[Start of RECORDS FOR THE EXERCISE]
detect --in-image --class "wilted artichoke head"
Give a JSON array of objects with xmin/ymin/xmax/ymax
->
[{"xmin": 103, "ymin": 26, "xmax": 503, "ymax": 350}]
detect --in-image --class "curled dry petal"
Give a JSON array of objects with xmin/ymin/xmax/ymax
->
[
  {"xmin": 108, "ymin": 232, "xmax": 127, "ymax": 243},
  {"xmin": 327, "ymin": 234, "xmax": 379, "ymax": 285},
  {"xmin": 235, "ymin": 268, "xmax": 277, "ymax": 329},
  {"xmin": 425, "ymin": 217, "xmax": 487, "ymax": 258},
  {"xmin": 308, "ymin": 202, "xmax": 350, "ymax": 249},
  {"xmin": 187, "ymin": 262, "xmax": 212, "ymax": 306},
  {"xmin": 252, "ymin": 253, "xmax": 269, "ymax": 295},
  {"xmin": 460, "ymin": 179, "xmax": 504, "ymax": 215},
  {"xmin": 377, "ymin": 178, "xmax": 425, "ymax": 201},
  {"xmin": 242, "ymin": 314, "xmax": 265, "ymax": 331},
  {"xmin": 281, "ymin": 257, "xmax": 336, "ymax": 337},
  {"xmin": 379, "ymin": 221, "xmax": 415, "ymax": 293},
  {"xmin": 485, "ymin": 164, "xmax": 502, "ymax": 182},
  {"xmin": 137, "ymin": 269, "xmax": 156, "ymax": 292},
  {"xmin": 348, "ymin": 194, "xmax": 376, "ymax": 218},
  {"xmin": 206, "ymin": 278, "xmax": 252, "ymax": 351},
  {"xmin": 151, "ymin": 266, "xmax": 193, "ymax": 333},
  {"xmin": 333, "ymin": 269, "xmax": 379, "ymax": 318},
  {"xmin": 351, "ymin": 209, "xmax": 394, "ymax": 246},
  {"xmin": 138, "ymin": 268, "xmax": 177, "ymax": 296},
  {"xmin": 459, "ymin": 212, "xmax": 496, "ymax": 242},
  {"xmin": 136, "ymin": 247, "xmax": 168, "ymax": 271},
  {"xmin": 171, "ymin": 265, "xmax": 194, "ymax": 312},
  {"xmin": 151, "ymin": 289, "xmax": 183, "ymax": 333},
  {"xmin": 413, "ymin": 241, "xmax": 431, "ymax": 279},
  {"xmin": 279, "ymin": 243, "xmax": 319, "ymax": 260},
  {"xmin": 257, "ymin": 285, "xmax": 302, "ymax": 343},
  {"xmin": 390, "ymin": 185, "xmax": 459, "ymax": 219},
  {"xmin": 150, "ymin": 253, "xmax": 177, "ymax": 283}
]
[End of RECORDS FOR THE EXERCISE]
DIRECTIONS:
Put every line of the items above into a numbered list, leaving out any blank lines.

TASK SOLUTION:
1. detect --in-image --class "wilted artichoke head"
2. Give a JSON array of objects with xmin/ymin/xmax/ymax
3. ->
4. [{"xmin": 103, "ymin": 26, "xmax": 503, "ymax": 350}]
5. detect --in-image --class "curled dry petal"
6. Give a JSON array of objects with xmin/ymin/xmax/ymax
7. ->
8. [
9.   {"xmin": 108, "ymin": 232, "xmax": 127, "ymax": 243},
10.   {"xmin": 327, "ymin": 234, "xmax": 379, "ymax": 285},
11.   {"xmin": 235, "ymin": 268, "xmax": 277, "ymax": 329},
12.   {"xmin": 425, "ymin": 217, "xmax": 487, "ymax": 258},
13.   {"xmin": 308, "ymin": 202, "xmax": 350, "ymax": 249},
14.   {"xmin": 187, "ymin": 262, "xmax": 212, "ymax": 306},
15.   {"xmin": 252, "ymin": 253, "xmax": 269, "ymax": 295},
16.   {"xmin": 460, "ymin": 179, "xmax": 504, "ymax": 215},
17.   {"xmin": 377, "ymin": 178, "xmax": 425, "ymax": 201},
18.   {"xmin": 242, "ymin": 314, "xmax": 265, "ymax": 331},
19.   {"xmin": 281, "ymin": 257, "xmax": 336, "ymax": 337},
20.   {"xmin": 379, "ymin": 221, "xmax": 415, "ymax": 293},
21.   {"xmin": 485, "ymin": 164, "xmax": 502, "ymax": 182},
22.   {"xmin": 137, "ymin": 269, "xmax": 156, "ymax": 292},
23.   {"xmin": 348, "ymin": 194, "xmax": 376, "ymax": 218},
24.   {"xmin": 206, "ymin": 278, "xmax": 252, "ymax": 351},
25.   {"xmin": 151, "ymin": 266, "xmax": 193, "ymax": 333},
26.   {"xmin": 333, "ymin": 269, "xmax": 379, "ymax": 318},
27.   {"xmin": 351, "ymin": 209, "xmax": 394, "ymax": 246},
28.   {"xmin": 138, "ymin": 268, "xmax": 177, "ymax": 296},
29.   {"xmin": 459, "ymin": 212, "xmax": 496, "ymax": 242},
30.   {"xmin": 136, "ymin": 247, "xmax": 168, "ymax": 271},
31.   {"xmin": 171, "ymin": 265, "xmax": 194, "ymax": 312},
32.   {"xmin": 151, "ymin": 289, "xmax": 183, "ymax": 333},
33.   {"xmin": 413, "ymin": 241, "xmax": 431, "ymax": 279},
34.   {"xmin": 279, "ymin": 243, "xmax": 319, "ymax": 260},
35.   {"xmin": 257, "ymin": 285, "xmax": 302, "ymax": 343},
36.   {"xmin": 390, "ymin": 185, "xmax": 459, "ymax": 219},
37.   {"xmin": 150, "ymin": 253, "xmax": 177, "ymax": 283}
38. ]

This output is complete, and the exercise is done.